[Start GIVEN DATA]

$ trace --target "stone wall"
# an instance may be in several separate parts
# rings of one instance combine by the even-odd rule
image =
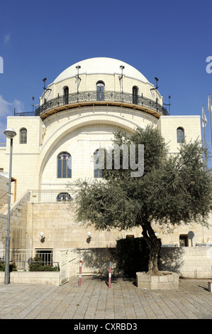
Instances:
[[[30,193],[26,193],[21,199],[11,207],[10,237],[11,249],[26,249],[27,227],[27,203]],[[7,210],[0,215],[0,249],[5,247],[7,229]],[[1,256],[1,254],[0,254]]]
[[[183,278],[211,279],[212,247],[162,247],[159,269]]]

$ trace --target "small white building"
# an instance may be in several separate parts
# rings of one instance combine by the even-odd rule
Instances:
[[[13,220],[13,247],[113,247],[120,237],[141,236],[139,229],[123,232],[91,229],[88,243],[88,230],[75,222],[68,200],[74,194],[77,179],[99,177],[94,168],[94,154],[96,149],[111,145],[117,128],[130,132],[138,126],[154,124],[172,153],[178,151],[184,137],[187,141],[201,138],[200,116],[170,116],[157,88],[157,78],[154,85],[123,61],[94,58],[60,73],[45,90],[34,113],[7,118],[7,126],[17,134],[13,149],[13,191],[16,193],[13,205],[28,196],[25,200],[26,217],[17,222],[16,216]],[[7,139],[6,145],[0,147],[2,180],[9,165]],[[67,183],[72,185],[69,189]],[[6,196],[0,198],[0,219],[6,214]],[[40,232],[45,237],[43,243]],[[164,244],[212,242],[211,230],[196,225],[176,227],[169,235],[158,232]],[[2,232],[3,242],[4,235]]]

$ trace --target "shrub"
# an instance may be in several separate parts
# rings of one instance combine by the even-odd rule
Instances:
[[[29,271],[58,271],[59,266],[52,266],[45,264],[42,257],[36,255],[28,264]]]

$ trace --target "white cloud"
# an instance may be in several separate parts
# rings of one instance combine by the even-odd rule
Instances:
[[[4,44],[8,44],[10,42],[11,40],[11,34],[10,33],[6,33],[4,36]]]

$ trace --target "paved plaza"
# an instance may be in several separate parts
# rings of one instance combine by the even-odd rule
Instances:
[[[208,279],[180,279],[174,290],[145,290],[135,281],[71,277],[61,286],[0,284],[0,319],[212,319]]]

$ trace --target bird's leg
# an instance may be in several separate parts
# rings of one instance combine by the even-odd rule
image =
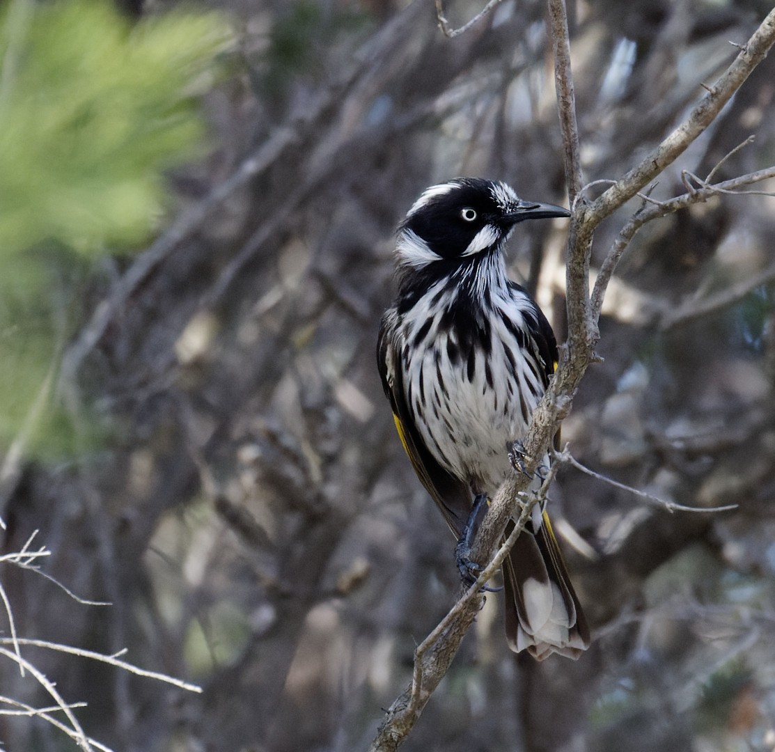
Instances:
[[[457,545],[455,547],[455,559],[457,561],[457,569],[460,573],[460,578],[467,586],[473,585],[482,567],[475,561],[471,561],[471,544],[476,537],[479,526],[487,512],[487,494],[477,494],[474,498],[474,506],[471,509],[468,519],[463,528],[460,537],[457,539]],[[489,585],[482,585],[482,590],[488,592],[497,592],[502,590],[502,588],[491,588]]]
[[[518,439],[512,442],[508,447],[508,461],[512,463],[512,467],[518,472],[526,475],[532,481],[533,477],[528,472],[525,466],[525,461],[529,459],[525,444]]]

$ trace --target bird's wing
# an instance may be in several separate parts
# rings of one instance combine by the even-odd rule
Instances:
[[[463,532],[471,510],[471,492],[467,485],[448,473],[425,447],[406,402],[401,343],[394,309],[382,317],[377,343],[377,364],[382,387],[390,400],[398,436],[417,477],[441,509],[456,536]]]

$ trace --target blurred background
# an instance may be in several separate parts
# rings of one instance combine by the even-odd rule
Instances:
[[[770,7],[570,2],[586,179],[636,164]],[[545,20],[504,0],[449,40],[431,0],[0,6],[3,645],[10,612],[19,636],[126,647],[203,688],[22,646],[92,737],[367,747],[459,588],[375,367],[394,233],[456,175],[567,202]],[[773,98],[770,55],[653,197],[752,135],[715,178],[773,164]],[[593,270],[640,204],[604,223]],[[599,473],[736,509],[670,513],[563,470],[592,647],[515,657],[487,595],[404,749],[775,749],[773,207],[717,197],[639,233],[563,427]],[[520,226],[509,248],[560,340],[565,232]],[[35,531],[43,572],[112,605],[13,565]],[[5,654],[0,694],[52,704]],[[0,747],[75,745],[3,716]]]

[End GIVEN DATA]

Rewrite every line of the material, from its start through the line containing "[[[183,278],[211,279],[212,247],[162,247],[159,269]]]" (both ends included), multiplying each polygon coordinate in the answers by 2.55 and rounding to whole numbers, with halves rounded up. Leave the pictures out of your output.

$ trace --target "stone wall"
# an instance may be in several separate parts
# rings of one instance combine by the even-odd rule
image =
Instances:
[[[77,492],[66,492],[54,507],[28,528],[26,604],[28,635],[66,635],[69,579],[69,518]],[[18,536],[0,548],[0,635],[13,630],[18,584]],[[3,653],[3,648],[0,648]]]
[[[467,709],[538,711],[541,630],[413,630],[405,686]]]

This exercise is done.